> _Document section_:
# is it a deficiency or to much water?



## laurelz (Oct 15, 2014)

:confused2::confused2::confused2::confused2:I harvested all but about 1/2 of a plant I grew in my shed.....I was hoping to kick it back to vegatation cycle and try for another harvest but it is not looking so hot........can someone maybe help me out I thought it was just shock. Here is what the leaves are looking like 

View attachment Image0 (3).jpg


----------



## zem (Oct 15, 2014)

it seems like more and more people are doing this  it is very stressful to the plant and in some cases unsuccessful, however, try providing a fresh feeding to the plant, flush the old ferts in case there is lockout and give it 24hour MH light if possible, good luck


----------



## Hushpuppy (Oct 15, 2014)

That almost looks like leaf juice sucking bugs have done that. Look very closely at the tops and undersides of the leaves, preferably with a magnifying lens to see if you see any bugs. If no bugs then flush *(only if you have them in synthetic nuted soil. If they are in organic soil and fed only organic nutes then no flush is necessary)* the soil with 3-4x the volume of straight water than the volume of the soil. Let that runoff drain away so that it can carry away any and all chemical buildup from the soil. Then put them under 24hrs of vegging light. When the soil dries out enough for another watering, then feed them with vegging nutes.  It will take several weeks for them to "reveg" and they will look all sorts of weird until they get back to full veg again.

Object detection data

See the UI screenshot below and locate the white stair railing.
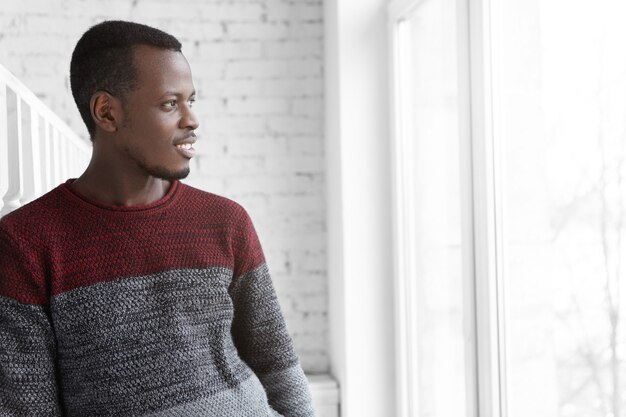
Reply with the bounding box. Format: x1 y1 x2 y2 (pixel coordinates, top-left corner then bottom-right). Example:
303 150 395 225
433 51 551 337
0 65 91 217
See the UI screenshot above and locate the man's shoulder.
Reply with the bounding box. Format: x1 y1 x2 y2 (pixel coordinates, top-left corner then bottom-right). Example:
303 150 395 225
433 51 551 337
0 186 66 230
181 183 246 219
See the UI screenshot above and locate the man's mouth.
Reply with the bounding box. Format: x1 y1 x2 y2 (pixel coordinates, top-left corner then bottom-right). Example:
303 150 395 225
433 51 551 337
176 143 193 150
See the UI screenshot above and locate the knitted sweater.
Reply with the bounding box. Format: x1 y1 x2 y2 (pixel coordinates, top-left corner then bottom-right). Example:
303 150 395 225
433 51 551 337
0 180 313 417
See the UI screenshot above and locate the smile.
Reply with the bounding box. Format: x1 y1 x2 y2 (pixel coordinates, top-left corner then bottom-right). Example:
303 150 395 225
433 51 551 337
174 143 196 159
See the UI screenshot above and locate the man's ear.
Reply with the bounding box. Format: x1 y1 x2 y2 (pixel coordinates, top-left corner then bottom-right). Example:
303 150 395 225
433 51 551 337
89 91 123 133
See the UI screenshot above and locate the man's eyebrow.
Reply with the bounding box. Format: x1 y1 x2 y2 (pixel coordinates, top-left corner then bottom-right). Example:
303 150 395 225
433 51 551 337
163 90 196 97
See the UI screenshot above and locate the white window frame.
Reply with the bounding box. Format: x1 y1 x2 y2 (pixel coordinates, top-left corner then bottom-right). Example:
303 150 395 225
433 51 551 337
388 0 506 417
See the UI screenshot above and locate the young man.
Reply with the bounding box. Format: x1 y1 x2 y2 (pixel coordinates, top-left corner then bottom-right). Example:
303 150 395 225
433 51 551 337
0 21 313 417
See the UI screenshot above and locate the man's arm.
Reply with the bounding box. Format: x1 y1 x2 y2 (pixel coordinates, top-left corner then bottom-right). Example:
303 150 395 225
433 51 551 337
229 207 314 417
0 228 61 417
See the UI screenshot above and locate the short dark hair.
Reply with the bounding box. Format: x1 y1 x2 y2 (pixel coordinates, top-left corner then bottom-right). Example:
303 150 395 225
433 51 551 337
70 20 181 139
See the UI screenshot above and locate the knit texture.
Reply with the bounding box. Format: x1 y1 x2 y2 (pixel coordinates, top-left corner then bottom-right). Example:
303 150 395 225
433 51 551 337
0 181 313 417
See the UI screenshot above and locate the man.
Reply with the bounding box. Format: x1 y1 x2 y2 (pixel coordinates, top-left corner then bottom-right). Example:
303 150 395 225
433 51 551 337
0 21 313 417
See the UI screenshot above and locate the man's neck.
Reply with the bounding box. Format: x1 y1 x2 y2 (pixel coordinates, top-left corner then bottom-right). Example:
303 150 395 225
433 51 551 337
70 164 171 206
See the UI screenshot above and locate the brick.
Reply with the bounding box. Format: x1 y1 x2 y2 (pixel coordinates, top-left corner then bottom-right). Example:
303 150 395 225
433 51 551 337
203 79 268 97
268 117 323 135
226 23 289 40
202 116 266 134
226 60 290 79
263 78 324 97
288 59 322 77
264 40 322 58
228 137 287 157
196 40 263 60
291 98 324 117
199 2 265 22
228 98 289 115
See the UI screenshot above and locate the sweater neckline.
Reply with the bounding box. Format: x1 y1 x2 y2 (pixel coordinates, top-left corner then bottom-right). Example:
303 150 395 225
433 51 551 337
60 178 180 213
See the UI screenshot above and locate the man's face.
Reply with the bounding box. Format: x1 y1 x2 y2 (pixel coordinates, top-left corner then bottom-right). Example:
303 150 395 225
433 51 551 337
118 45 198 180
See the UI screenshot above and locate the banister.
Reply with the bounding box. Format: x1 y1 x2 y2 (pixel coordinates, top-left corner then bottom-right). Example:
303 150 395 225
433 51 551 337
0 65 91 217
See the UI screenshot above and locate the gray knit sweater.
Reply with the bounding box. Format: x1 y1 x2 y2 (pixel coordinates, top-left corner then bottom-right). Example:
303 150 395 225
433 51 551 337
0 181 313 417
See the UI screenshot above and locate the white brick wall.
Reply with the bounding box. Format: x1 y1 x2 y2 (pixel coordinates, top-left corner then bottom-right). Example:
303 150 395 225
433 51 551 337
0 0 328 373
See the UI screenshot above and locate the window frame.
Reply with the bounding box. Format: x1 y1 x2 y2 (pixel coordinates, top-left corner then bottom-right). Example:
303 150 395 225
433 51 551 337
387 0 507 417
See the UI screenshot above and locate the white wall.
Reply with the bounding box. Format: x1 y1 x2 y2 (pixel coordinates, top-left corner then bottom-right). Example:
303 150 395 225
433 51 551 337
324 0 395 417
0 0 329 373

> _What is required_:
Please continue the forum thread about the partly harvested plant's leaves, starting right after its last sentence.

> _Response_:
----------



## The Hemp Goddess (Oct 16, 2014)

Probably neither.  Some plants just don't take to revegging.


----------



## laurelz (Oct 16, 2014)

There are no bugs and I flushed it and it is looking better, don't know if it will reveg yet but at least it is not dead LOL......I am not beating myself up over it, my first indoor grow with CFL lights and seed I got from I don't know where netted me bud  and I think I did pretty darn good and the bud I ended up with was stony as hell, now I will start again with some seeds I bought online, I can see it becoming quite the hobby LOL


----------



## The Hemp Goddess (Oct 17, 2014)

To reveg, you want to make sure it is getting a nice dose of N and 24 hour light.  I really try to reveg only if I have an outstanding phenol (and I do mean outstanding) and for one reason or another don't have clones.  I do know however, that if it doesn't take, there will be another something that is outstanding right around the corner.  There is no shortage of truly outstanding strains out there now.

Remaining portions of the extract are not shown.